YOUR INSTRUCTIONS: Where a line contains "would you mind locating the rear", start there and write out that line and each one after it, word for word, through the final line of the entries; add nothing else.
(DATA SHOWN Opens)
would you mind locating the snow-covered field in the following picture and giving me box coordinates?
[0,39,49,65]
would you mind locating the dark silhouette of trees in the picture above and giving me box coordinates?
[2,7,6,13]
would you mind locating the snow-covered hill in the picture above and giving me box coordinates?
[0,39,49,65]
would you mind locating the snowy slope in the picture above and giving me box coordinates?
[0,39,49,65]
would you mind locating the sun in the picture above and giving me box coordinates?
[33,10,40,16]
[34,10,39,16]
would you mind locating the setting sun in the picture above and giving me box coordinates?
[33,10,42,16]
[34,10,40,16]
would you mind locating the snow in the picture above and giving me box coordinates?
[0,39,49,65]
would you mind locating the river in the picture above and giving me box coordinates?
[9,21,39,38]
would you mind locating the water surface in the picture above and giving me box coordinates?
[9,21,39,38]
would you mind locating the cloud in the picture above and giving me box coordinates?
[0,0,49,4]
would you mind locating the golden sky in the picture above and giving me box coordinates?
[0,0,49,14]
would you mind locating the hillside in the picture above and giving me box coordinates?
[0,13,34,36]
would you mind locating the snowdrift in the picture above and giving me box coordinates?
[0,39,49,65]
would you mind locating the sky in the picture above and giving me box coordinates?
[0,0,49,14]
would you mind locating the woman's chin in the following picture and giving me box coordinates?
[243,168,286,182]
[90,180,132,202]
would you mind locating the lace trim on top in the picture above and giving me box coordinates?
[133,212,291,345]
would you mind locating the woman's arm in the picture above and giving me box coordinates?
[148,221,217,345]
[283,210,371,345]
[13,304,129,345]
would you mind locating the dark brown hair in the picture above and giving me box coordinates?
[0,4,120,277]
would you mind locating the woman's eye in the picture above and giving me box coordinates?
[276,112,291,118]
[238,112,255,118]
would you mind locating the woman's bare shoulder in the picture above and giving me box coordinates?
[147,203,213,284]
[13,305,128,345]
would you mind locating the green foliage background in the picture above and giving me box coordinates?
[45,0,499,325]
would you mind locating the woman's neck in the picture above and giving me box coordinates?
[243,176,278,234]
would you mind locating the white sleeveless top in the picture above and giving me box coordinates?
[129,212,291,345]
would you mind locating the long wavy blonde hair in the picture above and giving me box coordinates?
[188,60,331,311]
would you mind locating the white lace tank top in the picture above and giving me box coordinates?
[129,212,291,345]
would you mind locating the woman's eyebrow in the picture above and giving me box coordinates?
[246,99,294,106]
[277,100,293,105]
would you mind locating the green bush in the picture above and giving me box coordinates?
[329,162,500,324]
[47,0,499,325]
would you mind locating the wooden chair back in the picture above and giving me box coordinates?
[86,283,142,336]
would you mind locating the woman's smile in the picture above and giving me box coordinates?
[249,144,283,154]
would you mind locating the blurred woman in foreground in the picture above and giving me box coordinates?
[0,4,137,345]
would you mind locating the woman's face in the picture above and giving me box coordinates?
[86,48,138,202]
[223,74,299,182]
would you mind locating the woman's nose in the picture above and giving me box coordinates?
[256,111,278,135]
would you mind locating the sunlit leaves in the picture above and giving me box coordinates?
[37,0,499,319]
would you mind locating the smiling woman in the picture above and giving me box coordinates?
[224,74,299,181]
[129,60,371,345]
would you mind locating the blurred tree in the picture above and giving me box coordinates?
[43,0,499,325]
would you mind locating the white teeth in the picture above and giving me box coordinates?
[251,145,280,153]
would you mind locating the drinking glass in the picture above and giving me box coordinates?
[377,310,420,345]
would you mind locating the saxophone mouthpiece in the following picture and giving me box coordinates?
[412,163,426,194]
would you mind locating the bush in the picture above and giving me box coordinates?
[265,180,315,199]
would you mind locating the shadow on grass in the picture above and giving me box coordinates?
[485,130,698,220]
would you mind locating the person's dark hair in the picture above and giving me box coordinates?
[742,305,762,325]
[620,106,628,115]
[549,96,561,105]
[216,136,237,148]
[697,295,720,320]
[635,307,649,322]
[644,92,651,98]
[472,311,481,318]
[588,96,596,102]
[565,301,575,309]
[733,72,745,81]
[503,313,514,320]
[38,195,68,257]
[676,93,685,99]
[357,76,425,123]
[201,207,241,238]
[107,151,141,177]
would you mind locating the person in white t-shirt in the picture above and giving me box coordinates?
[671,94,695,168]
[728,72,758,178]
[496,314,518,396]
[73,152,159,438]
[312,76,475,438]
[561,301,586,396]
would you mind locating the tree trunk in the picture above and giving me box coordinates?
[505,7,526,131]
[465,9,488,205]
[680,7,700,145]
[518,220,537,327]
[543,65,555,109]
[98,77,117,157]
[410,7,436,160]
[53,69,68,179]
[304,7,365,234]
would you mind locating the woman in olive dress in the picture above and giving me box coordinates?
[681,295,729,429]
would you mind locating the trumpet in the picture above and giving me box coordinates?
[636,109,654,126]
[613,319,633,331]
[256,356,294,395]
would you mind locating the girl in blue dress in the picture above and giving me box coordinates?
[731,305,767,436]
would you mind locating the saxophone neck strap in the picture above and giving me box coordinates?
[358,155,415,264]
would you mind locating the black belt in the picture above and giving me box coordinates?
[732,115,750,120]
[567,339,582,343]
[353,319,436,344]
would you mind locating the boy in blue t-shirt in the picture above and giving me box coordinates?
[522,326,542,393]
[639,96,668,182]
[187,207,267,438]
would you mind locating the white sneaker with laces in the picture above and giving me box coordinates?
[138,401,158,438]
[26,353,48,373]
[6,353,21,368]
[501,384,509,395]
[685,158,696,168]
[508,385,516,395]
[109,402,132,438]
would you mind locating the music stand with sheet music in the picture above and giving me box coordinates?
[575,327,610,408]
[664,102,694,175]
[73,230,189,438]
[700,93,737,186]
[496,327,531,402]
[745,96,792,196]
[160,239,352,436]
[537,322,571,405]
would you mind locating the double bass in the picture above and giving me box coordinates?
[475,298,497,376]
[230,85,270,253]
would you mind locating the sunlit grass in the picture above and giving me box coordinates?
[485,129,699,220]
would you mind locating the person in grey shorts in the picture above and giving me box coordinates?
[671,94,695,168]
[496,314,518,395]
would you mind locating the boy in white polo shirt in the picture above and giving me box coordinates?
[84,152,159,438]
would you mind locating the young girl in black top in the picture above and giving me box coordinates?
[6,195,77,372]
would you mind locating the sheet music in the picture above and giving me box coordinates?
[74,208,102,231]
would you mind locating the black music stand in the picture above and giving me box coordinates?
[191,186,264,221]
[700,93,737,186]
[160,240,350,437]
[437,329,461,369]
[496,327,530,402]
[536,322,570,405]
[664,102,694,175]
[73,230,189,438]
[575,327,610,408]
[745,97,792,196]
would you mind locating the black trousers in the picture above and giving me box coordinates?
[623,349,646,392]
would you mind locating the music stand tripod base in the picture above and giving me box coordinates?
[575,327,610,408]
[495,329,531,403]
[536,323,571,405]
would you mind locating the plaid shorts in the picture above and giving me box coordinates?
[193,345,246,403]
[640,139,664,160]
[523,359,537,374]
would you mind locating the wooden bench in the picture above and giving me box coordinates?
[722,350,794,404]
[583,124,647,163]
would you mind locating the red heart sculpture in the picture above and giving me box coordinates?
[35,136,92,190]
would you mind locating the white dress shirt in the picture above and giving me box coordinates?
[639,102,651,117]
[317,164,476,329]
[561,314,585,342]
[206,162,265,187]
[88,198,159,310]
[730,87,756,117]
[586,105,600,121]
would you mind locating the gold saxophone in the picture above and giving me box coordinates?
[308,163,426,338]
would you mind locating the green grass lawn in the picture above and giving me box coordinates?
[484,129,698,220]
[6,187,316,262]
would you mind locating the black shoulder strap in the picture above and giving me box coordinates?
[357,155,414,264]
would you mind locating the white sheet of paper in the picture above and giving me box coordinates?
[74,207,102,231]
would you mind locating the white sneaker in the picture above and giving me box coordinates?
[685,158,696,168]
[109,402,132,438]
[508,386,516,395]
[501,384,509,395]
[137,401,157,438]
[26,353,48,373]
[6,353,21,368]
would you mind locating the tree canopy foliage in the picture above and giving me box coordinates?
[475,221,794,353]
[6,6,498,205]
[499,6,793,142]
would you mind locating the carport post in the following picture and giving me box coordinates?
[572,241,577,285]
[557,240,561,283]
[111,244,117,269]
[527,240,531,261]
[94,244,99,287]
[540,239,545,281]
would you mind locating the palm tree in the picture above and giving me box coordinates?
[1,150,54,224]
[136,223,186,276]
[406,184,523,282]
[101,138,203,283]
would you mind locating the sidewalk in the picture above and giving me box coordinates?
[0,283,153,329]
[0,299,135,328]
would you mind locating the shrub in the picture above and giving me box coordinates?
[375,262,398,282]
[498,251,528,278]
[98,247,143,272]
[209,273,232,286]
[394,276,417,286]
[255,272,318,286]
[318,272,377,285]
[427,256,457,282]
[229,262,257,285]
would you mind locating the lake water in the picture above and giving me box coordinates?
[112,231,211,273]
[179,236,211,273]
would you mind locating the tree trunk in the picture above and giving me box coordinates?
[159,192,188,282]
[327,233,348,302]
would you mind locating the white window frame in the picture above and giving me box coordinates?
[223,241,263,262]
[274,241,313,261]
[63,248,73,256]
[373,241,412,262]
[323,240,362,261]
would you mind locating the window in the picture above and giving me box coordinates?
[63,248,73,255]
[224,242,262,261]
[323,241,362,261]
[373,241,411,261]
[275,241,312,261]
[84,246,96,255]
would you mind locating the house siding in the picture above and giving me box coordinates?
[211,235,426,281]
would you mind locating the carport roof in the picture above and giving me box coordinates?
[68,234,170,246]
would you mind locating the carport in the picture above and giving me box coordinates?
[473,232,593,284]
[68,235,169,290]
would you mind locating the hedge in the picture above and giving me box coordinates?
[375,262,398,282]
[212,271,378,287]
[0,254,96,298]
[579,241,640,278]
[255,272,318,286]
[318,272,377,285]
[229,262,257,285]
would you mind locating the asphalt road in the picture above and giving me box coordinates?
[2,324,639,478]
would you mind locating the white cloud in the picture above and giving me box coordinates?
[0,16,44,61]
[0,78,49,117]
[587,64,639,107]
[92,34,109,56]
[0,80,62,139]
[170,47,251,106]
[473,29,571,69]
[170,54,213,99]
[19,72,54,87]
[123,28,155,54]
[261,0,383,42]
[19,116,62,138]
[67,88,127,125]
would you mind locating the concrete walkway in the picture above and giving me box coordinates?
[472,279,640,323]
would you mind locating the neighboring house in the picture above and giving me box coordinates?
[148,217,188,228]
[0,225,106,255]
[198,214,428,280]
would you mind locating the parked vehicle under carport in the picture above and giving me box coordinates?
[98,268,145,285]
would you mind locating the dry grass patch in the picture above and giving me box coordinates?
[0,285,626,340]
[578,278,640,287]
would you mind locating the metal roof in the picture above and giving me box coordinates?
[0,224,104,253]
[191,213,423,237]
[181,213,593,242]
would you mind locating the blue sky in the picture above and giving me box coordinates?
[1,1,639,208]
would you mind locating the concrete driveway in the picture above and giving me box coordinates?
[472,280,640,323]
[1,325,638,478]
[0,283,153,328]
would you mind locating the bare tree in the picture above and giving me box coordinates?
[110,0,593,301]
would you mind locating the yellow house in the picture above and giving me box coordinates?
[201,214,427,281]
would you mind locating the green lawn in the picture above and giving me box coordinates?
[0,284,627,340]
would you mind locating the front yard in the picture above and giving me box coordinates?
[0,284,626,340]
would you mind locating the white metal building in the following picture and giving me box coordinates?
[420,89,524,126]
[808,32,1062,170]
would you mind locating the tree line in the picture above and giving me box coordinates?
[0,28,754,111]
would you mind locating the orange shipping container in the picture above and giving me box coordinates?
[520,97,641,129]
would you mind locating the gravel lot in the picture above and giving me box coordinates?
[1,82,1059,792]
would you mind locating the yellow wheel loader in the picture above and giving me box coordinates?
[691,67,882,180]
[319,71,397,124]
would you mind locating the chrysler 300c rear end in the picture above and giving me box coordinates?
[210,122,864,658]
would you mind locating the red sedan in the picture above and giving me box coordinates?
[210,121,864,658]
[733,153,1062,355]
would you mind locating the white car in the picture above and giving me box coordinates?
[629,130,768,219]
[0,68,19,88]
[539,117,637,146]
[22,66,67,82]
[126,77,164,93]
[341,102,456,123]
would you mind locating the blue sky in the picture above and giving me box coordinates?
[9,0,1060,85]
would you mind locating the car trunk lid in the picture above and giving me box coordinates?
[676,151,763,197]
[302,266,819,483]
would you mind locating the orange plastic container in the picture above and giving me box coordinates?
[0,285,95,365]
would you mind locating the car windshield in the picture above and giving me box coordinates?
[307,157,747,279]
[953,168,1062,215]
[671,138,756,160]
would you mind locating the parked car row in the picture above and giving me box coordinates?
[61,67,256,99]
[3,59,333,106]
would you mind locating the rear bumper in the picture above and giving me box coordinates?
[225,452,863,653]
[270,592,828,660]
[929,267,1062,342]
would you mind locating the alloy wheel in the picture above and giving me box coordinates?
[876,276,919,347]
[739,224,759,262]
(DATA SHOWN Closes)
EXERCISE OUTPUT:
would you mind locating the rear bumper in the picture above and giving me box coordinates?
[225,452,863,653]
[270,592,828,660]
[929,267,1062,342]
would you mind locating the alloy wheel in the picture above and giving me box coordinates?
[876,276,919,347]
[739,224,759,262]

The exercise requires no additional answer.